• GOAL:
Will you transcribe verbatim the lines from the one with "pixel 805 588." up to and including the one with "pixel 340 475", and nothing else?

========================

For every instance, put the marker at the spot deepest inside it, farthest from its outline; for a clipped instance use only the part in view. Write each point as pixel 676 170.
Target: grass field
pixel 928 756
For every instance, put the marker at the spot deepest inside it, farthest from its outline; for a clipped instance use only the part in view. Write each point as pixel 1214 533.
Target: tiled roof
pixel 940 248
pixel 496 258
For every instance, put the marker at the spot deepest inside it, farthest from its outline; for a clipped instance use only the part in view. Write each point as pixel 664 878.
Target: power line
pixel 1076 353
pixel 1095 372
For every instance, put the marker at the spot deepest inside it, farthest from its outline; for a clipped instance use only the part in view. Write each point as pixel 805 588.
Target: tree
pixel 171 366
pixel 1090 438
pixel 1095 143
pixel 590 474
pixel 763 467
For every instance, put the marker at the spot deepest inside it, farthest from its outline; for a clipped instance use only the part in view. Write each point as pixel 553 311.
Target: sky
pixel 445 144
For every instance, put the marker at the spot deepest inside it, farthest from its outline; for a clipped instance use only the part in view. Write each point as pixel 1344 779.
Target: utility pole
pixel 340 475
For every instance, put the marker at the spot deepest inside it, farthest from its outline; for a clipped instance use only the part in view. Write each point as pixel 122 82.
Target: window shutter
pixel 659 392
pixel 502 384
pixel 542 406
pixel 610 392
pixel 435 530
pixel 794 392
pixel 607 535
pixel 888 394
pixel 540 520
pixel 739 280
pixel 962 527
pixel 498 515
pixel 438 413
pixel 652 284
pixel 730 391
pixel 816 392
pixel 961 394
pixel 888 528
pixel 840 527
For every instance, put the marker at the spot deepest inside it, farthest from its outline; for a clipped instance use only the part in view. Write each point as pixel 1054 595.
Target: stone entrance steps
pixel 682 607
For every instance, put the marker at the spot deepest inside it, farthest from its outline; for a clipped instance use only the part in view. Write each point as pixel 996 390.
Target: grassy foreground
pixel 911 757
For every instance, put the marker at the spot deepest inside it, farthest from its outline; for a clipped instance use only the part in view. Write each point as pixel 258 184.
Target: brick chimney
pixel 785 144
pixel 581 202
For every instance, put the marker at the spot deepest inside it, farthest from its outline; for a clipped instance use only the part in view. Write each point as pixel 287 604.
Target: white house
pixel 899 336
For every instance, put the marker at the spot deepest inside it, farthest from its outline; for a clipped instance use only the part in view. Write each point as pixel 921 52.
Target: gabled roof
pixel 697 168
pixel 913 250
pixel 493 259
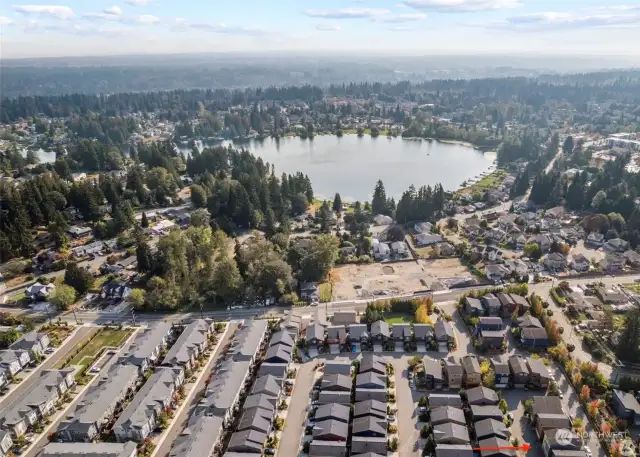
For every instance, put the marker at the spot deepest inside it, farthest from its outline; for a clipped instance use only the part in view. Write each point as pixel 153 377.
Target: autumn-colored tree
pixel 585 393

========================

• THE OUTPUT:
For every instance, put the marker at the spot deepest inside it, farthest from its outline; for a clipped instance use only the part in view. Write each point as pixel 805 588.
Target: tree
pixel 171 366
pixel 1090 438
pixel 1095 143
pixel 590 474
pixel 763 467
For every instance, put the marker at the spot deepest inside it, farthest from its outline; for a clipped instance use only the part in view. Write each point as pixel 553 311.
Target: sky
pixel 445 144
For every instance, put the marker at the spot deepest inside it, farthest from its outline; for a clipped instance use only the part in view. Write each point as pixel 1344 779.
Target: utility pole
pixel 340 475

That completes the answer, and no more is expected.